> Challenge:
Using the entries below, transcribe exactly the line containing "If you could point to the man in black" and each line that follows it to the end.

****************

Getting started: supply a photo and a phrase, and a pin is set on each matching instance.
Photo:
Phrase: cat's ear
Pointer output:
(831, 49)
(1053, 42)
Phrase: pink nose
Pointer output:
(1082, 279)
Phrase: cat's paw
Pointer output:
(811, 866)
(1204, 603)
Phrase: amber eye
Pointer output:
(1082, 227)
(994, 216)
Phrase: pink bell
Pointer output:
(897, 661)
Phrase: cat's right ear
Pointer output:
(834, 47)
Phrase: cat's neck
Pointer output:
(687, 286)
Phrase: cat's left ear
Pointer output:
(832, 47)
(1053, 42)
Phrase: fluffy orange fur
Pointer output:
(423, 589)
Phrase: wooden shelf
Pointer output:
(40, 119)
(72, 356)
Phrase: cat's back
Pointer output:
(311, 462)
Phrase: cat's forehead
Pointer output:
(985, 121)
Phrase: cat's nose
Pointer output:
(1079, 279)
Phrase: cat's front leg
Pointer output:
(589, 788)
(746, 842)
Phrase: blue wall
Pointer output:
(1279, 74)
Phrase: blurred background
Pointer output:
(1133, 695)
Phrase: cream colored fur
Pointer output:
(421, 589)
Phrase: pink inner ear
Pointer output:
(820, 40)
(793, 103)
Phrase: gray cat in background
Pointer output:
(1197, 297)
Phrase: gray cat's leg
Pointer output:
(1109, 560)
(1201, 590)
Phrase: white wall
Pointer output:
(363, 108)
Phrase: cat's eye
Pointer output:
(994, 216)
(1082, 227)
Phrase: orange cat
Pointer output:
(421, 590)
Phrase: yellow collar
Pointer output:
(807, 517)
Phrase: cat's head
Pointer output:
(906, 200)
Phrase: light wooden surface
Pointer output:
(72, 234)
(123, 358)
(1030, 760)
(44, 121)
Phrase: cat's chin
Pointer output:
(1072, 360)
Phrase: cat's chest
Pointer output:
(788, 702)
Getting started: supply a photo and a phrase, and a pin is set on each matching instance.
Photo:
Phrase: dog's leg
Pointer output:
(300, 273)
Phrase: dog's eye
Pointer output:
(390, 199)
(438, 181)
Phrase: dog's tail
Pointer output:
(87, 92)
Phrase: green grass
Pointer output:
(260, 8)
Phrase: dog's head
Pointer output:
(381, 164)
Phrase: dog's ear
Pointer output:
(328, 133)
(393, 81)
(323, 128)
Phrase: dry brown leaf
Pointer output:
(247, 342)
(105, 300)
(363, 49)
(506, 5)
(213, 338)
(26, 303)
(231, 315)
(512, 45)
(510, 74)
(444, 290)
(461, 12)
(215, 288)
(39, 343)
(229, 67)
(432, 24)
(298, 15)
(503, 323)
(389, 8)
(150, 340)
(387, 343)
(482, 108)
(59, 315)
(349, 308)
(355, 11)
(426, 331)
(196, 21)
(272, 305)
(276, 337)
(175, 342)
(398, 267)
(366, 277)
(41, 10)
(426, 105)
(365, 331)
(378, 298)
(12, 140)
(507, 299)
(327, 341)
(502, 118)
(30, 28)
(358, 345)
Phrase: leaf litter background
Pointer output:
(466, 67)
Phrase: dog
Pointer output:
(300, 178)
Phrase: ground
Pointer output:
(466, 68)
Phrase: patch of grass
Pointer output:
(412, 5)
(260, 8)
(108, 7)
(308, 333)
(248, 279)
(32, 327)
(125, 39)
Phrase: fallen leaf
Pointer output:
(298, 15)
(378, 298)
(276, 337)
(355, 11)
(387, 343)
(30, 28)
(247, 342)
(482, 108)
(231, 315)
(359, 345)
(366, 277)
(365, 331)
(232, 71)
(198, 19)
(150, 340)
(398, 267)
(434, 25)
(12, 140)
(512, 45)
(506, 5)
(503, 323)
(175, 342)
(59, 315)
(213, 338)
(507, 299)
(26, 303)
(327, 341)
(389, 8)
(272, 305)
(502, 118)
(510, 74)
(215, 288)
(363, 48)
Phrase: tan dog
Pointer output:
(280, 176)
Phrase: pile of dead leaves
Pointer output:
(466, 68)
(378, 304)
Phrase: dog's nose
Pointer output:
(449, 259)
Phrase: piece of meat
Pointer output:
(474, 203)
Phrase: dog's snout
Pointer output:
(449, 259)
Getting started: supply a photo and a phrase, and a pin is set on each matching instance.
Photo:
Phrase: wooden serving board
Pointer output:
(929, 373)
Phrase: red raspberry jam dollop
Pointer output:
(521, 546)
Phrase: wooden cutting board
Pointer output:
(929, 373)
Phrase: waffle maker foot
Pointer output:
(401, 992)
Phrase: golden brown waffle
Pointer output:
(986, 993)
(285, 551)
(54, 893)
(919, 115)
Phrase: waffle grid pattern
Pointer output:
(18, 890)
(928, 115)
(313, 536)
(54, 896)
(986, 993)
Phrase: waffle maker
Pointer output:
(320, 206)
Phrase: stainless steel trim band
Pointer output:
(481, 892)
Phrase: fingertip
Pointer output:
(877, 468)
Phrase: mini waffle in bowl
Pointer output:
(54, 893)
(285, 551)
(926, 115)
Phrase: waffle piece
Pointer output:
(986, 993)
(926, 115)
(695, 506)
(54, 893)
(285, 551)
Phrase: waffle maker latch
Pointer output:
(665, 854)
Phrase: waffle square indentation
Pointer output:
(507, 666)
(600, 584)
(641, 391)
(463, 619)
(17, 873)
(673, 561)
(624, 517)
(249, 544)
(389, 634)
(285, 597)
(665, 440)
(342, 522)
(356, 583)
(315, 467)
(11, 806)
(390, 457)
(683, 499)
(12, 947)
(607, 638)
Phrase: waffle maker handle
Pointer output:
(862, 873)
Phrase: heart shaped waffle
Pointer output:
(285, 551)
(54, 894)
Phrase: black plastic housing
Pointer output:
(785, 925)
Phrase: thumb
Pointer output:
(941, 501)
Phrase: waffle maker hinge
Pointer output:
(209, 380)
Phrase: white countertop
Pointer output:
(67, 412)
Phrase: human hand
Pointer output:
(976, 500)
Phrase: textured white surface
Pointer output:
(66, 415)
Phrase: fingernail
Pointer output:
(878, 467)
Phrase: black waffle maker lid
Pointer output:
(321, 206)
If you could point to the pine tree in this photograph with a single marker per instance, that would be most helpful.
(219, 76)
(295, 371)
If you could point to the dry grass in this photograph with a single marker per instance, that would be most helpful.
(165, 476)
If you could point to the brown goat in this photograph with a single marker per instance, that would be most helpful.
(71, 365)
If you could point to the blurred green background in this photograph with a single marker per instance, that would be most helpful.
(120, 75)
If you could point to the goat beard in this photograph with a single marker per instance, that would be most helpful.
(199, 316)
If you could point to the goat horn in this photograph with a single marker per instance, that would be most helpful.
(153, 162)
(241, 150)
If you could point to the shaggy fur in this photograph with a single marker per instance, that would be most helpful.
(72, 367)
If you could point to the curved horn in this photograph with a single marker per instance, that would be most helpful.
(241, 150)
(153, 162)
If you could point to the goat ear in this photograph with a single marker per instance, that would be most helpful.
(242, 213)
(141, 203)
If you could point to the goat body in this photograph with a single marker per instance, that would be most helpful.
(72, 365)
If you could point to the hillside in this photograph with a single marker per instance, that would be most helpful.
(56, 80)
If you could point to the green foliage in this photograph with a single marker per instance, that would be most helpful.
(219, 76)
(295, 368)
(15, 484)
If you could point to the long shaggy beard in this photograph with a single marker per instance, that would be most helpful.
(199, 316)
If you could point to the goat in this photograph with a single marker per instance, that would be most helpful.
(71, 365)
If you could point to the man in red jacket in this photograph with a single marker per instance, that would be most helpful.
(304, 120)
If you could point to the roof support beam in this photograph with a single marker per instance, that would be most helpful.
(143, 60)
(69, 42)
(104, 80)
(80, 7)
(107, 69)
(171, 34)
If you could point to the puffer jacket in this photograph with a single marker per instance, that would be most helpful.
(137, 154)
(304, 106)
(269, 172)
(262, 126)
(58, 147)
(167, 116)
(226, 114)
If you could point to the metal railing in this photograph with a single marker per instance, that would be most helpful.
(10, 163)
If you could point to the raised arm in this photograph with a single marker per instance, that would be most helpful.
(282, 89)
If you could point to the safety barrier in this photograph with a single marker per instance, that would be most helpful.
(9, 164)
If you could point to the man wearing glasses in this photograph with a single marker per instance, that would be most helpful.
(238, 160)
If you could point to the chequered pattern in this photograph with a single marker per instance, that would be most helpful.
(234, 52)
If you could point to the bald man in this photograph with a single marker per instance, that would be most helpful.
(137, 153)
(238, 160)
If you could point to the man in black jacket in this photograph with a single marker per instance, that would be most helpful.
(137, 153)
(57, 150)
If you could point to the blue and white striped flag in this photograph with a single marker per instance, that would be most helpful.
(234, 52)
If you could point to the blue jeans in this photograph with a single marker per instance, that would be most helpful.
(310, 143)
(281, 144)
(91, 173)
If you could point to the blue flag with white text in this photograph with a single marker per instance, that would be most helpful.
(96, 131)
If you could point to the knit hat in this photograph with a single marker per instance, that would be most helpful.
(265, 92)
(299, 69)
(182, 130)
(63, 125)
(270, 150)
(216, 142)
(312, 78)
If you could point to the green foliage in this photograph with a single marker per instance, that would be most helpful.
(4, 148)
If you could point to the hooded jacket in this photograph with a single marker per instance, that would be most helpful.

****************

> Exercise output:
If you could point to the man in black jacket in this photograph with a single marker per instance, that would be most helpful.
(137, 153)
(57, 150)
If you could point to the blue and white striped flag in this photograph with a single marker per instance, that would be most helpful.
(234, 52)
If you could point to the blue jeans in this photograph with a single marker per instance, that would be most helpful.
(310, 143)
(281, 144)
(91, 173)
If you could point to the blue flag with white text in this photograph with a single marker per instance, that would be most helpful.
(96, 131)
If you could point to the knit hat in this photograph with a single marker per instance, that would be most helpful.
(265, 92)
(299, 69)
(182, 130)
(63, 125)
(270, 150)
(216, 142)
(312, 78)
If you could point to the green foliage in this photograph with a single marker per instance, that would be most helpful.
(4, 148)
If you could point to the hooded jacket in this photograph with a single marker per instance, that would be most helpful.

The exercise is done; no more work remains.